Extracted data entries
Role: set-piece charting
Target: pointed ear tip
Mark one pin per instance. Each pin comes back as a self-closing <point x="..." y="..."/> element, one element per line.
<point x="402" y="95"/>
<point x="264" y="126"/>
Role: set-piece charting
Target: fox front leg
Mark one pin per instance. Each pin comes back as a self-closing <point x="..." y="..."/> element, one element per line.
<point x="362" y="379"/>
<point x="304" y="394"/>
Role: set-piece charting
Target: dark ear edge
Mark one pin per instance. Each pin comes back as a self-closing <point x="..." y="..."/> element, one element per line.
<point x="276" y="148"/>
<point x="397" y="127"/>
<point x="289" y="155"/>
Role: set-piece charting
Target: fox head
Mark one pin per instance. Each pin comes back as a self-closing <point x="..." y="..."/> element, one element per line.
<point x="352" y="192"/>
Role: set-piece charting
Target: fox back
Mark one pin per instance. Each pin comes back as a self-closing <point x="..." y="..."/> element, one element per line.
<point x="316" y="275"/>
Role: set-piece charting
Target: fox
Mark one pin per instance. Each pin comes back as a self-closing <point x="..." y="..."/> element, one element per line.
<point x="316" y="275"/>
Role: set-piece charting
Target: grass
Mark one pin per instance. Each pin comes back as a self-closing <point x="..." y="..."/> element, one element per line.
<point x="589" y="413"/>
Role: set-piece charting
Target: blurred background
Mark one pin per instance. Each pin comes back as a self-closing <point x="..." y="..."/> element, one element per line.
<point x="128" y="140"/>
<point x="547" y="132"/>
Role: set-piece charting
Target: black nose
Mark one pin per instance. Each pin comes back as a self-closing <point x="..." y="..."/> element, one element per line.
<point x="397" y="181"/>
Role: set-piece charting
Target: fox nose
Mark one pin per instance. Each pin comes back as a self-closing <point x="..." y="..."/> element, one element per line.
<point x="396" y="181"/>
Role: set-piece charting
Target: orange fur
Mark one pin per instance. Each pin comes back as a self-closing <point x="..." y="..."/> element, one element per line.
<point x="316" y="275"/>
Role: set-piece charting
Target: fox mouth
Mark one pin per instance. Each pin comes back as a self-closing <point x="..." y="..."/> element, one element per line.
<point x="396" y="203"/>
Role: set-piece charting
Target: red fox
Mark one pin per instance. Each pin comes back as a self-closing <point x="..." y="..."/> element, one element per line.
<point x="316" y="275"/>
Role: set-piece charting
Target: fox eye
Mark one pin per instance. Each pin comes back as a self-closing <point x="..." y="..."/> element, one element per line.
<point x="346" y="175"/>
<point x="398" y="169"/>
...
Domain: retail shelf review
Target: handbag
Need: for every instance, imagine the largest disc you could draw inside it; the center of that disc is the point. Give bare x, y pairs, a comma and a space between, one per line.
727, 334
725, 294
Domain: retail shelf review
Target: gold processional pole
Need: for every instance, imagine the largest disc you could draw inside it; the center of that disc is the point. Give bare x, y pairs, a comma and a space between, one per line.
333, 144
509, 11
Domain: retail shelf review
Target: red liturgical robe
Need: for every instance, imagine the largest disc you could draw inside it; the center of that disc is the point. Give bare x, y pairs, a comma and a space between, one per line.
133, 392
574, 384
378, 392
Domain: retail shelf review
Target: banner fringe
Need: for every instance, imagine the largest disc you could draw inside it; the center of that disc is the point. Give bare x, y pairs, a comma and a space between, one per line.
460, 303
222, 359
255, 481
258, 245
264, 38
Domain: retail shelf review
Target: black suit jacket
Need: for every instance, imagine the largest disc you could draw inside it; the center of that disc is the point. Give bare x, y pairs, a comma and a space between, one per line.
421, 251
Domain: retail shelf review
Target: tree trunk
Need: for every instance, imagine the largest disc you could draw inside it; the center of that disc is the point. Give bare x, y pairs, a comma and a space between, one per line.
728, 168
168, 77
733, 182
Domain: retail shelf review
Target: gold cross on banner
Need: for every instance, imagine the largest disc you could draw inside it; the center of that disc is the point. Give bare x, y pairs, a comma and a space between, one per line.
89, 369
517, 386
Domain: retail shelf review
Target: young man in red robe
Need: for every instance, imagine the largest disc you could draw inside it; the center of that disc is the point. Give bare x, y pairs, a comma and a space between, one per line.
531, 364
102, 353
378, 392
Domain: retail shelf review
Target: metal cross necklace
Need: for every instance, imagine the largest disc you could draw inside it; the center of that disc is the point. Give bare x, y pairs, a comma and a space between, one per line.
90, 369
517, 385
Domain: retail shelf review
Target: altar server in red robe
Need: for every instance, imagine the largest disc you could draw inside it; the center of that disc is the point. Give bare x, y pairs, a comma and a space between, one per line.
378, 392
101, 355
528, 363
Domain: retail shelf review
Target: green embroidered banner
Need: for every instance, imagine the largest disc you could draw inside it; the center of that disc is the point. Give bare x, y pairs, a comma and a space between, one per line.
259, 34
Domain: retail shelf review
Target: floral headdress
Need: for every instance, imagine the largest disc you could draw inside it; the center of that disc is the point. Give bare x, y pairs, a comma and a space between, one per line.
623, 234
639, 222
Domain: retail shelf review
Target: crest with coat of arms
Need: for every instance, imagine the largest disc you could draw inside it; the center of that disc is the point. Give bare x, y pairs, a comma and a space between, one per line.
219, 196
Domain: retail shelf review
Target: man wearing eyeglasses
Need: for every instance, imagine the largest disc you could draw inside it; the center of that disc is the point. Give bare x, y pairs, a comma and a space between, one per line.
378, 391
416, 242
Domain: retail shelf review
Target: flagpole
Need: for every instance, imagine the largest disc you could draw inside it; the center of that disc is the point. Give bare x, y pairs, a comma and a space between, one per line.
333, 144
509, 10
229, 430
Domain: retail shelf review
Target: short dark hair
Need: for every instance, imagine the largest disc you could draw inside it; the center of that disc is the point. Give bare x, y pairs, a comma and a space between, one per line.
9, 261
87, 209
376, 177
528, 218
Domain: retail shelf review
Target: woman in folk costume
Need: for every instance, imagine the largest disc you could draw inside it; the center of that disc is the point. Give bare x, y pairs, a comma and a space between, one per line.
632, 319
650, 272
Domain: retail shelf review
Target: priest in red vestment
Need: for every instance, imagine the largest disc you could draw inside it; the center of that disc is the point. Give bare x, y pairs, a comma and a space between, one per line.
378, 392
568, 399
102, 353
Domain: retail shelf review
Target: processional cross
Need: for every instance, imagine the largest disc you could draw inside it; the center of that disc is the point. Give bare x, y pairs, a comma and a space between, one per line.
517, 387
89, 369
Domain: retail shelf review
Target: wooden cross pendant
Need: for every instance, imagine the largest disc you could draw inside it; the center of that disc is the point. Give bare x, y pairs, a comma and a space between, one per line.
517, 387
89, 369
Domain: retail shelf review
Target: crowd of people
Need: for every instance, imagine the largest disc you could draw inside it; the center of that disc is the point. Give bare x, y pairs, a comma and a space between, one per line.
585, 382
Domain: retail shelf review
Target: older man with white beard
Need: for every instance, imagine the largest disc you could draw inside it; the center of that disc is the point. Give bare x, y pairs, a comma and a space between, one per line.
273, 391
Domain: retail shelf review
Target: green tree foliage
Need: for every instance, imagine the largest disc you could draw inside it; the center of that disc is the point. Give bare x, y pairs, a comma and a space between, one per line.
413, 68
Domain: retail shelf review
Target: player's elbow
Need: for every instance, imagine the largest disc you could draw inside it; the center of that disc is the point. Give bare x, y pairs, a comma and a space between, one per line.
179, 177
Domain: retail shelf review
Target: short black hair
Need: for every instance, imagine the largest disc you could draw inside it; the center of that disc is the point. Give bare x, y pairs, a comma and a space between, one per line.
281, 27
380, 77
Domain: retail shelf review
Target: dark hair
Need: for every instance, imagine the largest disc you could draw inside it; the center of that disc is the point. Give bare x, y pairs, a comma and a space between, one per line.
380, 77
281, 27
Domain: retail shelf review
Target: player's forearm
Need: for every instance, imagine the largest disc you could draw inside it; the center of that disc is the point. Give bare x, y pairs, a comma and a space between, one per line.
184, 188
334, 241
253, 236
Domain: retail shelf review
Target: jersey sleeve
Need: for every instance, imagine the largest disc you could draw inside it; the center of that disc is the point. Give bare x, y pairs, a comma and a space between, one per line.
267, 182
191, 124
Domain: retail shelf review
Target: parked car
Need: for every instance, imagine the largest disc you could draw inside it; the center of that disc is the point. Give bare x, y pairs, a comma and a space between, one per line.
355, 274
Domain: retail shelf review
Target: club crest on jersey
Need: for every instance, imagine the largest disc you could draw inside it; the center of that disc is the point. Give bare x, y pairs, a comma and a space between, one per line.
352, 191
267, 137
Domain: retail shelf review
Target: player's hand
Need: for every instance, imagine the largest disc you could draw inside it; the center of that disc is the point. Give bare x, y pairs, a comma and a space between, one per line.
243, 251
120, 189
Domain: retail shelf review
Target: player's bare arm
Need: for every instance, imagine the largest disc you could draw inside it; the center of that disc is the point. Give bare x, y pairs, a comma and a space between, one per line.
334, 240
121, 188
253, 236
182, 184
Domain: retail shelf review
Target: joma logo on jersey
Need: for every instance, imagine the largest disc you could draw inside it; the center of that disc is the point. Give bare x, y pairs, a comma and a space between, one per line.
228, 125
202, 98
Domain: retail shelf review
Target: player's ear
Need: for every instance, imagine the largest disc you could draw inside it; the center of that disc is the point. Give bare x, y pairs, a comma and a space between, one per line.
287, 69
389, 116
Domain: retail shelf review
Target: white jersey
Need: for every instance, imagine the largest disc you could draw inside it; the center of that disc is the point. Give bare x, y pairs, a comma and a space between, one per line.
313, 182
--
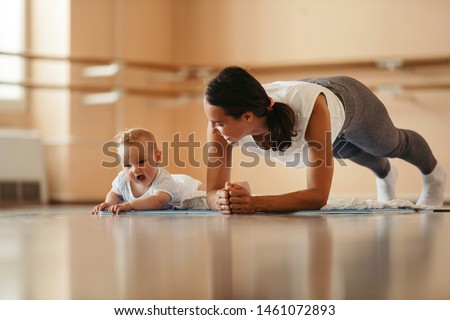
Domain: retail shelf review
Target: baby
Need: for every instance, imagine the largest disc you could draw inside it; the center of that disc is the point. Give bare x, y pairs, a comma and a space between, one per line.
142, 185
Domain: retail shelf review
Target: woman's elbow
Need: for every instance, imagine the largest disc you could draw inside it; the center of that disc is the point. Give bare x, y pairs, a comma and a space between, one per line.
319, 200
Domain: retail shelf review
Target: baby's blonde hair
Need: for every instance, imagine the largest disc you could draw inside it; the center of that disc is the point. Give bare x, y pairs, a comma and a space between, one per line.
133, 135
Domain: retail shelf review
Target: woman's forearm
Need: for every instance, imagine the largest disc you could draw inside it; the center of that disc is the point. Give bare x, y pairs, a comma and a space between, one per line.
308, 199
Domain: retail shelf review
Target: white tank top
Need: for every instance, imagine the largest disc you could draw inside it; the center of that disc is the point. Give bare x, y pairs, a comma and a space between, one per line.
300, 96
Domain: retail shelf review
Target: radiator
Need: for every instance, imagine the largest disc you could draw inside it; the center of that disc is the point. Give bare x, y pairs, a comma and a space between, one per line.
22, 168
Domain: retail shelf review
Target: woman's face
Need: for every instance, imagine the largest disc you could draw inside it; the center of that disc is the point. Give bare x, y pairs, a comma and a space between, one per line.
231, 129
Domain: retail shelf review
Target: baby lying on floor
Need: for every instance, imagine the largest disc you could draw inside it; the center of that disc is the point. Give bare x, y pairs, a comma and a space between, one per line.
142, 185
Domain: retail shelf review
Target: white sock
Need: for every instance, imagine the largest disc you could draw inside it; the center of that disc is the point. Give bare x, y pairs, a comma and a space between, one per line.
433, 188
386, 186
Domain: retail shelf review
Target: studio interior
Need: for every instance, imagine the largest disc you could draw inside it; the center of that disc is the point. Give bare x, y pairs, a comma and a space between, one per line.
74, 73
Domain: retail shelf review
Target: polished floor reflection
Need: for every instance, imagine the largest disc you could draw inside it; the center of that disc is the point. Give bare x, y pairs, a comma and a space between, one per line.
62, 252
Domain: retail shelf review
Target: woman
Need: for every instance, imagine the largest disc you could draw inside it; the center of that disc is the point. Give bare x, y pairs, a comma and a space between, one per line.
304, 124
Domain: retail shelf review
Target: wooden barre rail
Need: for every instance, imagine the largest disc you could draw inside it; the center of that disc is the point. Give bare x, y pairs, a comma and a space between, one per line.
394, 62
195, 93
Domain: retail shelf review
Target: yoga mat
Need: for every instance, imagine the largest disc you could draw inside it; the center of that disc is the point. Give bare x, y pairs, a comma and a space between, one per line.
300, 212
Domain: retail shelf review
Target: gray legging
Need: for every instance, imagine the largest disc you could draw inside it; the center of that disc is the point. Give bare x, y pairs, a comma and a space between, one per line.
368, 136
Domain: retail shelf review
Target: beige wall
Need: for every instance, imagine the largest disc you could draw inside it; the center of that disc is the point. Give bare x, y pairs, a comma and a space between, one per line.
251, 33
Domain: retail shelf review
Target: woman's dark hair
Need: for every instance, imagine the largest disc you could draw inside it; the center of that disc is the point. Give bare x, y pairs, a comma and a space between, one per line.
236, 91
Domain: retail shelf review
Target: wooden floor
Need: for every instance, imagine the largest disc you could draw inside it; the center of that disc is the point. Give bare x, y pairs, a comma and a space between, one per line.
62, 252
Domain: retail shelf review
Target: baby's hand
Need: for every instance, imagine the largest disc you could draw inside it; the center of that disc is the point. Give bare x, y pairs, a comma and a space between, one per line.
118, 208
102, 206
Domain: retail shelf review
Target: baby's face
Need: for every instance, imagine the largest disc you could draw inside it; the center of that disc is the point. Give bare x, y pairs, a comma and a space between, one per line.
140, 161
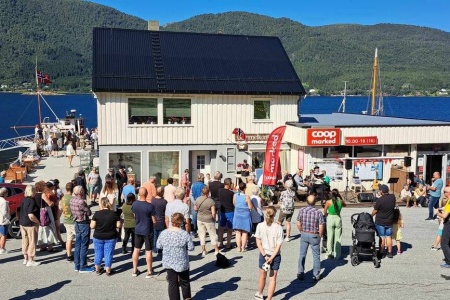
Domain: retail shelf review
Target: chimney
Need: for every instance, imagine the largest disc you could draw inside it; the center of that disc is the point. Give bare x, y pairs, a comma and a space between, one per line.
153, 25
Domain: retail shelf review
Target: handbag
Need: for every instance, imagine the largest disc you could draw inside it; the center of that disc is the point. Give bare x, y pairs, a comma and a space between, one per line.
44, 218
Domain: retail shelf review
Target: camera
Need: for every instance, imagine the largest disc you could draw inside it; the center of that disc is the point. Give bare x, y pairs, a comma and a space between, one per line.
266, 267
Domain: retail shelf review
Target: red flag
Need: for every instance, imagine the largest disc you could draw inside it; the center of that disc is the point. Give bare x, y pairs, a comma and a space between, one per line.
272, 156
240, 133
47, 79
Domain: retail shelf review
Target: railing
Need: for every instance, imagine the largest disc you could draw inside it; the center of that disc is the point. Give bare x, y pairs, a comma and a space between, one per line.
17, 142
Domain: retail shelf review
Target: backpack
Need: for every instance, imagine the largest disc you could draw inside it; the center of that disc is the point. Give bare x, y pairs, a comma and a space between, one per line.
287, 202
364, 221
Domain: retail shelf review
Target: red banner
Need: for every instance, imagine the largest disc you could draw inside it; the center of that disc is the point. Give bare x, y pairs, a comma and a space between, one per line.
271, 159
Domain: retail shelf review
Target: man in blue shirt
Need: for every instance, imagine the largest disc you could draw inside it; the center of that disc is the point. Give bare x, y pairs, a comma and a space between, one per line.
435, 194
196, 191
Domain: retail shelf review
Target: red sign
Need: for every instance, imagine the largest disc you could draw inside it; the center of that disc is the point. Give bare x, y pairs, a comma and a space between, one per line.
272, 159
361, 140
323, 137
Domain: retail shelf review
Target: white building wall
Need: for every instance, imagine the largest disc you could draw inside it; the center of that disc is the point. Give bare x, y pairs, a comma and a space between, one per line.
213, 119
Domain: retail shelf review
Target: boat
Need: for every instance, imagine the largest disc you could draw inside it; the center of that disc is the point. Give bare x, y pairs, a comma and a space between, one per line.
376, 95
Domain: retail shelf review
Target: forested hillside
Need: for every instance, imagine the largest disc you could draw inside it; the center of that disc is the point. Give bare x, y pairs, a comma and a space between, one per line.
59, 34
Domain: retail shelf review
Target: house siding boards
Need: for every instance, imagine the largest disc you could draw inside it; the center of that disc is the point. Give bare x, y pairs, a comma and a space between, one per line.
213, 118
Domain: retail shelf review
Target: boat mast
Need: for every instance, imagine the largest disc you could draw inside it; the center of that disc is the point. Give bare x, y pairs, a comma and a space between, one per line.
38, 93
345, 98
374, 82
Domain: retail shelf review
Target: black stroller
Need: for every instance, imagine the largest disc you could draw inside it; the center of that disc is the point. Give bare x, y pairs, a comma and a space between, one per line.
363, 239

◆ **The task**
For this data, state how many lines include the word "banner", with nothing added.

◆ **Output for this task**
4